» Recorded information
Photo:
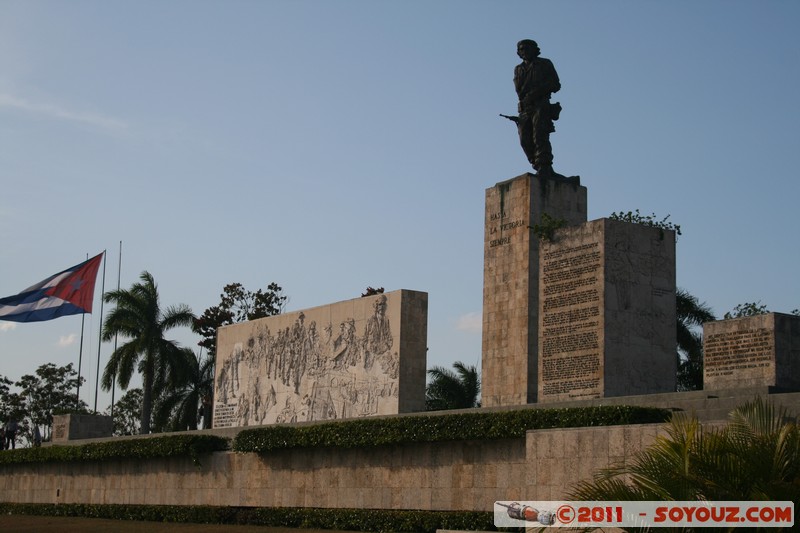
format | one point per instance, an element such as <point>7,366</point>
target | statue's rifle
<point>513,119</point>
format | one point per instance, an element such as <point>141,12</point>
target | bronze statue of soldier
<point>535,80</point>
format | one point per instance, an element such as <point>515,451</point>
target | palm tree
<point>755,457</point>
<point>176,408</point>
<point>691,313</point>
<point>139,317</point>
<point>453,390</point>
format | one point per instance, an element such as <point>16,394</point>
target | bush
<point>375,520</point>
<point>144,448</point>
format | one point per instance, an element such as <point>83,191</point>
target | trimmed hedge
<point>145,448</point>
<point>435,428</point>
<point>375,520</point>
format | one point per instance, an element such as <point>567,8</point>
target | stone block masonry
<point>350,359</point>
<point>511,281</point>
<point>606,312</point>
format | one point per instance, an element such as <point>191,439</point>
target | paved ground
<point>36,524</point>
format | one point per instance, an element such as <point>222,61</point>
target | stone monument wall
<point>752,351</point>
<point>511,281</point>
<point>357,358</point>
<point>607,312</point>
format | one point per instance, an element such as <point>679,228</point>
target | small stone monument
<point>754,351</point>
<point>81,426</point>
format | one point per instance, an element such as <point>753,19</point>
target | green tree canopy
<point>177,408</point>
<point>747,309</point>
<point>127,413</point>
<point>237,304</point>
<point>691,314</point>
<point>756,456</point>
<point>139,317</point>
<point>448,389</point>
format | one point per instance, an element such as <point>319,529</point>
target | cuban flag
<point>69,292</point>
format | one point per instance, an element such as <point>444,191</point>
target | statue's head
<point>527,49</point>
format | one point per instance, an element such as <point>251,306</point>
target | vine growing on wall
<point>545,230</point>
<point>648,220</point>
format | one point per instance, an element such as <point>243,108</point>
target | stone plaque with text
<point>511,281</point>
<point>761,350</point>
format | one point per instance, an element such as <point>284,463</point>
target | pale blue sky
<point>332,145</point>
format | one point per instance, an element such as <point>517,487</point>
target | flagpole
<point>114,378</point>
<point>80,357</point>
<point>100,334</point>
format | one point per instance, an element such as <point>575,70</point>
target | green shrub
<point>145,448</point>
<point>367,432</point>
<point>375,520</point>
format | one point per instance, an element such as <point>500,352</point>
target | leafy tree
<point>128,413</point>
<point>177,408</point>
<point>691,313</point>
<point>237,305</point>
<point>448,389</point>
<point>50,390</point>
<point>747,309</point>
<point>755,457</point>
<point>372,291</point>
<point>138,316</point>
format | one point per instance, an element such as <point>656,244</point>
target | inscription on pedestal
<point>570,353</point>
<point>729,352</point>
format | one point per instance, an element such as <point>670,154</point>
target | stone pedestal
<point>762,350</point>
<point>607,312</point>
<point>511,283</point>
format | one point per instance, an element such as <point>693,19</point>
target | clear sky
<point>333,145</point>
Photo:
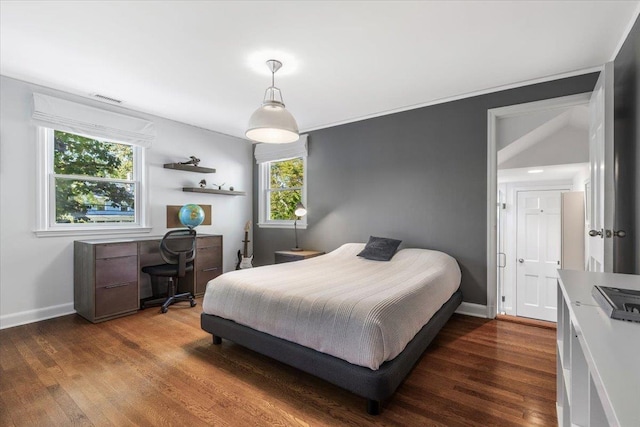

» Work to be completed
With the pictures left out, restate word for word every line of the data above, from the first down to the line that contains "such as <point>515,451</point>".

» Task result
Photo:
format | one point per instance, an element such as <point>7,366</point>
target | statue's rifle
<point>513,119</point>
format | one point per instance, an element such as <point>141,12</point>
target | bronze statue of soldier
<point>535,80</point>
format | one point per instance, an element such as <point>515,451</point>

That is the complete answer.